DOCUMENT PASSAGE:
_ _ _ _ _ _ _
# just a?



## krv3000 (Sep 6, 2010)

HI all just a? where do the stars cum from ie the ones beside your name on your profile  and not the ones in the sky mind you im still looking for the moon bugey they left up ther but all i keep seeing is fut prints ;D


----------



## b.lindsey (Sep 6, 2010)

It has to do with the numner of posts. There are 3 levels...Newbie, Advance, and Senior.

Bill


----------



## kcmillin (Sep 6, 2010)

krv3000, the stars come with your Title.

Under 20 posts an your a Newb with one star

20-100 posts and your an advanced member with two stars,

once you reach 100 posts you will have 3 stars and become a senior member.

I am not sure you can get any higher than 3 stars, unless your involved with the site like a moderator or administrator.

Kel


----------



## krv3000 (Sep 6, 2010)

Hi thanks all for the reply so quickly


----------



## Artie (Sep 6, 2010)

Actually all the above is completely incorrect. 

Each star corelates to the financial contributions made to the site owners retirement fund. 

From star 7 you get to use the Villa in France once per year as an added incentive. 

From Stars 10 the Cassa Del Rakeo in Florence can be visited and accomodation (at a reduced rate) can be organised.
_ _ _ _ _ _ _
TASK REQUIREMENTS:
1. List the distinct usernames of everyone who posted in the forum thread about profile stars.
2. From the forum thread about profile stars, extract the passage that begins with the words "krv3000, the stars" and ends with "a senior member.".

MATERIAL PROVIDED:
_ _ _ _ _ _ _
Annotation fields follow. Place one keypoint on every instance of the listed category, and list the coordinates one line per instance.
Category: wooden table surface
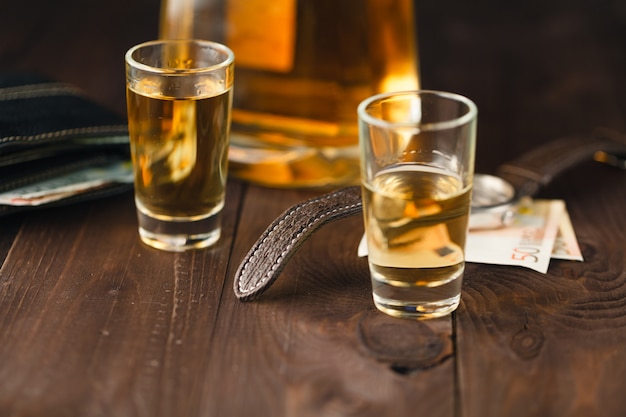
_ _ _ _ _ _ _
ANSWERS FOR THE EXERCISE:
1.
krv3000
b.lindsey
kcmillin
Artie

2.
krv3000, the stars come with your Title.

Under 20 posts an your a Newb with one star

20-100 posts and your an advanced member with two stars,

once you reach 100 posts you will have 3 stars and become a senior member.